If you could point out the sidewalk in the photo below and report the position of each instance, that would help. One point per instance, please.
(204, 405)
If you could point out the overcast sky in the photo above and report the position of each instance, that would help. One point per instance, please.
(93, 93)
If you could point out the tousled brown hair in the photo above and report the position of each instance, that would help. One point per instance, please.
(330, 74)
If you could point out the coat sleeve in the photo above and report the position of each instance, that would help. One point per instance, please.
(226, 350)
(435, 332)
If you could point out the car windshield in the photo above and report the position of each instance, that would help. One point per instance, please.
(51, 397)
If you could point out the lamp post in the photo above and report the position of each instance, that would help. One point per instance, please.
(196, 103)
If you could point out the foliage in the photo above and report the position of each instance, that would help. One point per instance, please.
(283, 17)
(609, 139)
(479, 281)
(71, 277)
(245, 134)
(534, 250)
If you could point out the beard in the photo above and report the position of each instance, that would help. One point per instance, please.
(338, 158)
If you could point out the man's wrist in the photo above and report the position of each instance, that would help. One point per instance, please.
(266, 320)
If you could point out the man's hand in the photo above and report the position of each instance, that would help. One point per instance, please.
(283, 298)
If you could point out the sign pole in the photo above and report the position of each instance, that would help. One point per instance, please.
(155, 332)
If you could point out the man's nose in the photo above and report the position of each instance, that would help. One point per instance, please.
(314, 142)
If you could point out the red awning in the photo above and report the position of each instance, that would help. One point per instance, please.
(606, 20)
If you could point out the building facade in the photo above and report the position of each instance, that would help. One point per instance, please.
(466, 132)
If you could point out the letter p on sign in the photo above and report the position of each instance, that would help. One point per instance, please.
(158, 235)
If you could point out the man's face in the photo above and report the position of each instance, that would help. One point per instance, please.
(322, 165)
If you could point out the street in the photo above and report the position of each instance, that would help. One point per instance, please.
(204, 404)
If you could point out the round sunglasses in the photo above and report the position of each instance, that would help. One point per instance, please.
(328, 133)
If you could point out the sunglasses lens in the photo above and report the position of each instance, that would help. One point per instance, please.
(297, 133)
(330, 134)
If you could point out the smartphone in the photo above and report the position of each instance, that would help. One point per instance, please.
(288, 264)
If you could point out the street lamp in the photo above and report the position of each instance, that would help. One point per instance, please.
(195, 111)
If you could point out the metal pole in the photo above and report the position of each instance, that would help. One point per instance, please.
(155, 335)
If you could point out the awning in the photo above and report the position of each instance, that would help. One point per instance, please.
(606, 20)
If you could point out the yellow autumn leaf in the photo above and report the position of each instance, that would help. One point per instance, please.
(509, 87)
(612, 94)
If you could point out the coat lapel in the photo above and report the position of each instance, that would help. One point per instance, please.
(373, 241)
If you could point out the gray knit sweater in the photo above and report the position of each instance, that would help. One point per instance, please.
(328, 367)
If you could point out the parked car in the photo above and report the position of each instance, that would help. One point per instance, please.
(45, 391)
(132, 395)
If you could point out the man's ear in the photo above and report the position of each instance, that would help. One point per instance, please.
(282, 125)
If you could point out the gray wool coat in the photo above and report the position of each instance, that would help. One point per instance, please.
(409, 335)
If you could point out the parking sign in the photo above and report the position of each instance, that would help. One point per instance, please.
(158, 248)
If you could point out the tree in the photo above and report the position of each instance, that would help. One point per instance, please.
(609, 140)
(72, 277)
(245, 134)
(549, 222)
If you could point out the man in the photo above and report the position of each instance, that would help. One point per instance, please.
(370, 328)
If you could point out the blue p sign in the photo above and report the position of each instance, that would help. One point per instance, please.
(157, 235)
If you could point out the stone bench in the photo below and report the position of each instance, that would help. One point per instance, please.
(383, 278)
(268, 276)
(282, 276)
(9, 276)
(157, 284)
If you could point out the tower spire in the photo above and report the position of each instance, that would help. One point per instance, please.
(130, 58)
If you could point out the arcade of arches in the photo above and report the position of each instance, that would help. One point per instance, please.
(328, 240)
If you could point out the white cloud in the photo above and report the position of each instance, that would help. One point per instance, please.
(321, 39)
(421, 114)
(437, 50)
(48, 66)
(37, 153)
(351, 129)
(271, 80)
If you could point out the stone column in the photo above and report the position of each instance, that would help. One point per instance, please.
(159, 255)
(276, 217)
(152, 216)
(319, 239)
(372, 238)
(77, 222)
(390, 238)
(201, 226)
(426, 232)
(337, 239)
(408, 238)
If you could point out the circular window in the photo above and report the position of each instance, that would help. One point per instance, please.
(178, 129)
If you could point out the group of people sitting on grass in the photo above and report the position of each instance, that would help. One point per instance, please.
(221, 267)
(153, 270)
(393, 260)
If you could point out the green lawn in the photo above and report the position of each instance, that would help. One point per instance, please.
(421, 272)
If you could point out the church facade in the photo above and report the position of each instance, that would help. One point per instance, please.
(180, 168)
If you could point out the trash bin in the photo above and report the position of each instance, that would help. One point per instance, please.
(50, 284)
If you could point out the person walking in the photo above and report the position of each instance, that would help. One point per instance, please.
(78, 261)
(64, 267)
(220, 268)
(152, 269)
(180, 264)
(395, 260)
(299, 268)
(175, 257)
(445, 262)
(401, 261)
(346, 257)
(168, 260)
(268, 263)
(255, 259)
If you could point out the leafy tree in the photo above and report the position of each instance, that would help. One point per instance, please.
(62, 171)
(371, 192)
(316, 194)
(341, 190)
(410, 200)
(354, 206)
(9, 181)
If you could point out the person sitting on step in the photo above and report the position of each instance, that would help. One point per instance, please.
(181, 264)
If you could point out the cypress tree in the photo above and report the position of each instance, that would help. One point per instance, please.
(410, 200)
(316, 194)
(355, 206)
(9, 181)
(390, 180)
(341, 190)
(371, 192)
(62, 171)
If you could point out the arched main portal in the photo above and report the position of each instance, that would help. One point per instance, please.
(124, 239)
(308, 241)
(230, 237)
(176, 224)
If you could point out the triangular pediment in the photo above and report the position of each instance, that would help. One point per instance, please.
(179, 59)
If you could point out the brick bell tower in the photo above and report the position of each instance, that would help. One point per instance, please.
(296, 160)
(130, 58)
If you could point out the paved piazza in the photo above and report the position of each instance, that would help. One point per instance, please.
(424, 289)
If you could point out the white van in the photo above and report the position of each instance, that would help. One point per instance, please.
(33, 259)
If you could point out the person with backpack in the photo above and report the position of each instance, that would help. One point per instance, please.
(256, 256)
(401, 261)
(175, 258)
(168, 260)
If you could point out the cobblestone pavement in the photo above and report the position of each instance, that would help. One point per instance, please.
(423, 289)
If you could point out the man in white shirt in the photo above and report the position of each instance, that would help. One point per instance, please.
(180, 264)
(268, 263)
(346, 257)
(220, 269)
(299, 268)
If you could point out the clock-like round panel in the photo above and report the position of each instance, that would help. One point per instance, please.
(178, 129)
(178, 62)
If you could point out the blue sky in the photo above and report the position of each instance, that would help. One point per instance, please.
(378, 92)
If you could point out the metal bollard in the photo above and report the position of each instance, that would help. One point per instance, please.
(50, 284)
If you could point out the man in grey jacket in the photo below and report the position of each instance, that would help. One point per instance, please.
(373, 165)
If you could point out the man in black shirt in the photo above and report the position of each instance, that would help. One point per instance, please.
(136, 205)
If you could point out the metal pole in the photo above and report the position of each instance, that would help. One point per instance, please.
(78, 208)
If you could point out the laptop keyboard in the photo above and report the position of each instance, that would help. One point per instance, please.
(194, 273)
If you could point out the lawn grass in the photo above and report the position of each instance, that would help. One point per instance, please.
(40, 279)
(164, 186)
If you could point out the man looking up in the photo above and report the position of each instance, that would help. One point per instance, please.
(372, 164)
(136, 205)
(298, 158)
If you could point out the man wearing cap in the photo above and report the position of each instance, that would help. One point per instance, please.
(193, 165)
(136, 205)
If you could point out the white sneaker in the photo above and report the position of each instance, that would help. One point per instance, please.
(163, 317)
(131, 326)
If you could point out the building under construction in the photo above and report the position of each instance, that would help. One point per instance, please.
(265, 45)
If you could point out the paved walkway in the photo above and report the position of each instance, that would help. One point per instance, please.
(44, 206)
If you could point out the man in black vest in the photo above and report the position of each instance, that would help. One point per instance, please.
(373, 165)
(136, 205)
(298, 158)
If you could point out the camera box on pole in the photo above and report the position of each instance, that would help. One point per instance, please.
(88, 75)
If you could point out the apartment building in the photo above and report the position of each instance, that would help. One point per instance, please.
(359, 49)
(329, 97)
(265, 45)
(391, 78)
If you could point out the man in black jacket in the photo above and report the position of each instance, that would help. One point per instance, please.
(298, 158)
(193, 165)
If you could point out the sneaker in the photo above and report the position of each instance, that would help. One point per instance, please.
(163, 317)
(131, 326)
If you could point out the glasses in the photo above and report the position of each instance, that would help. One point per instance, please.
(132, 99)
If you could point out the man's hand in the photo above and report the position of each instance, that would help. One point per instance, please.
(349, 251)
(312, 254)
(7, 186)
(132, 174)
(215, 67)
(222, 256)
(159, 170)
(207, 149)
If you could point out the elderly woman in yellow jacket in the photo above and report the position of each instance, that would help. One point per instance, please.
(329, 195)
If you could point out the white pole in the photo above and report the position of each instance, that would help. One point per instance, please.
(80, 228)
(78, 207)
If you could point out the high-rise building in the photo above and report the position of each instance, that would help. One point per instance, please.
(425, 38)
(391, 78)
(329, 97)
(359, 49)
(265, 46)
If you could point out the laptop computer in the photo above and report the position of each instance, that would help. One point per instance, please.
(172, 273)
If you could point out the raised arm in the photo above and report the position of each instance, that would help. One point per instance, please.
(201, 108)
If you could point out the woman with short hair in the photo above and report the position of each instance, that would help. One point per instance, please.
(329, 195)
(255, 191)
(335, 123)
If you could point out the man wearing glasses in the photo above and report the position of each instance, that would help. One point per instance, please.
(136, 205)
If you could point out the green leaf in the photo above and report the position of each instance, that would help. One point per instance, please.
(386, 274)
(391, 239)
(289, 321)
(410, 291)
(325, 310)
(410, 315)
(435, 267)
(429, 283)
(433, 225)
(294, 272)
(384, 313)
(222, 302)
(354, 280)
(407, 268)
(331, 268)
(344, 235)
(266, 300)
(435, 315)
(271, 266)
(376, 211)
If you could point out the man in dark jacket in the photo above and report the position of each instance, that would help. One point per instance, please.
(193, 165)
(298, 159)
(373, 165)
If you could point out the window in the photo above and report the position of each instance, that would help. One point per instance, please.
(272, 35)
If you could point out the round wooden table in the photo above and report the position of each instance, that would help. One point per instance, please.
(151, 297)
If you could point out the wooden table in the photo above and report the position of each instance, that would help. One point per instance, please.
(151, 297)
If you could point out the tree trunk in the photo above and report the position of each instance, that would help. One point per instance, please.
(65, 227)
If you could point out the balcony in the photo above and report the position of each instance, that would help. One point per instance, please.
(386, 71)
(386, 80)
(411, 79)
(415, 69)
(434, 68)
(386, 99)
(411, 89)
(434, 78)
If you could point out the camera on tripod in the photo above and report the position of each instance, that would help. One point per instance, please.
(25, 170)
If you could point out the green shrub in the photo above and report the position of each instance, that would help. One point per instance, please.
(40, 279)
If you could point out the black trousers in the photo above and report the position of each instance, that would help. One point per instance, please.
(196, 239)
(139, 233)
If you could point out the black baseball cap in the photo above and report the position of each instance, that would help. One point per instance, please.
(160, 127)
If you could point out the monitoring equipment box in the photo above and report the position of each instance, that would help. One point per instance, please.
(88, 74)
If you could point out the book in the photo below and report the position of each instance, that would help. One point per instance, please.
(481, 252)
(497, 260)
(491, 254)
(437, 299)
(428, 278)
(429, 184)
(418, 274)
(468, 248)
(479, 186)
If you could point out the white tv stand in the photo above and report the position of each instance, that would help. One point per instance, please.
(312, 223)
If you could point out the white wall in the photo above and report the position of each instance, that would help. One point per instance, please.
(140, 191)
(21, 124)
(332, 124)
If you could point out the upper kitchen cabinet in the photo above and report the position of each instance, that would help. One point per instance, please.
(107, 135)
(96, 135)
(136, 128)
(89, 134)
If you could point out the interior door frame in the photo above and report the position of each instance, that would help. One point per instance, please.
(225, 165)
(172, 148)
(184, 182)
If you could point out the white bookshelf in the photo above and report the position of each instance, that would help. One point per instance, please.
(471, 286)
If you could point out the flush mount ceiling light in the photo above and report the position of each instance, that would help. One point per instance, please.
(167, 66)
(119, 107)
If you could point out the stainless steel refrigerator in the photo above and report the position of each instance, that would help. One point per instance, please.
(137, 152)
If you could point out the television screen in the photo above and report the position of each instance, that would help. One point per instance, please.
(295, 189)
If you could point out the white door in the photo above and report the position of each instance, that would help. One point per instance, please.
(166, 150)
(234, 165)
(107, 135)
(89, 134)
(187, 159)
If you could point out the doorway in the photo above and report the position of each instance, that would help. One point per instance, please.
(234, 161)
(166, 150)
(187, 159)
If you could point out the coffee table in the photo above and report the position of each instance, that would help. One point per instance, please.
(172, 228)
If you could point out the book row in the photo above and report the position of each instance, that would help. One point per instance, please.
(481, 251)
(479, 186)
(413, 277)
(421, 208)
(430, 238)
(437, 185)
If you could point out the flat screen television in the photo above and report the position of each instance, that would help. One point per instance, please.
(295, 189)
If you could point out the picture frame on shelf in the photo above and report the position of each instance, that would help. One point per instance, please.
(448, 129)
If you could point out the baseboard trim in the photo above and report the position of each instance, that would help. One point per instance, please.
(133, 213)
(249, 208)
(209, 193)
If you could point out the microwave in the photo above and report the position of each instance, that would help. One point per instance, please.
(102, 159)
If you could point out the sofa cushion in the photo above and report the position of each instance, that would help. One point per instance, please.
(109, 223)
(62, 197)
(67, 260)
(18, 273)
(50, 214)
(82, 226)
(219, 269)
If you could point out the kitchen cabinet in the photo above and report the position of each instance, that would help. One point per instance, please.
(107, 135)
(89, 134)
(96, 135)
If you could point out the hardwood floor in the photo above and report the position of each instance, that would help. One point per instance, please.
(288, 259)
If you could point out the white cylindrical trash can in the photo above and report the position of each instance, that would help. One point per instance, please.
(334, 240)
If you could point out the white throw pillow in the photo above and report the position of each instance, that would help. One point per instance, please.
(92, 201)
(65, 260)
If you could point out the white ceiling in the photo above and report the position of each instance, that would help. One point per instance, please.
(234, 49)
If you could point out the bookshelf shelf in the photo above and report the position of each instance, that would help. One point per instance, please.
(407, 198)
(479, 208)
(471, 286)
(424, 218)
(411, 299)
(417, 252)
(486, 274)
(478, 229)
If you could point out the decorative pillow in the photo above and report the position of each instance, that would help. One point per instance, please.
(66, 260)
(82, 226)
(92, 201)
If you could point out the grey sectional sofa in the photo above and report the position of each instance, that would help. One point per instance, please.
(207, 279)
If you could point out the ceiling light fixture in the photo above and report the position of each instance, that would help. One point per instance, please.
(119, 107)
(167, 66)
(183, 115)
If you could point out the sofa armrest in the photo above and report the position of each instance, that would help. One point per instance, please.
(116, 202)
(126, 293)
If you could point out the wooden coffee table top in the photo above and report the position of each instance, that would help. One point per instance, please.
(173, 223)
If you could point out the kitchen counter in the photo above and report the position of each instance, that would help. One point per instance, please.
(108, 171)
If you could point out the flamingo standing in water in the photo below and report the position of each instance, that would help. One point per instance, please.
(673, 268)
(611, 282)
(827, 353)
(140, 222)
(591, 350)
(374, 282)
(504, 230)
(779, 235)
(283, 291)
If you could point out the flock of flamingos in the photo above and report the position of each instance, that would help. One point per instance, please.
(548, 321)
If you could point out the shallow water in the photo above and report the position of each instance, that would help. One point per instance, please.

□ □ □ □ □

** Task description **
Output the line containing "If you could point out the decorative" and all lines after it to the end of the records, exactly as given.

** Expected answer **
If you could point out the decorative pillow in the photo above and report the position of each instance, that would help. One point per instance, please.
(66, 260)
(82, 226)
(92, 201)
If you could point out the grey sectional sofa in the photo above and report the position of each instance, that would help. One point per instance, please.
(207, 279)
If you could point out the ceiling light fixture in the photo above and report the position of each instance, that would help. One point per instance, please.
(119, 107)
(167, 66)
(183, 115)
If you could point out the sofa armrest in the photo above and report the position of each instance, that would help. One point per instance, please.
(116, 202)
(126, 293)
If you could point out the wooden coffee table top in the photo above and report the position of each instance, that would help. One point per instance, please.
(173, 223)
If you could point out the kitchen counter in the photo above and report the position of each instance, that would help. One point per instance, please.
(108, 171)
If you could point out the flamingo standing in water in the photo below and report the position of each instance, that would help. One point per instance, please.
(673, 268)
(611, 282)
(827, 353)
(140, 222)
(591, 350)
(374, 282)
(504, 230)
(779, 235)
(283, 291)
If you could point out the flock of flamingos in the photo above and report the position of each instance, that would help. One point per instance, please.
(548, 321)
If you could point out the shallow water in the photo above and report the position of each instance, that would help. One point per instance, please.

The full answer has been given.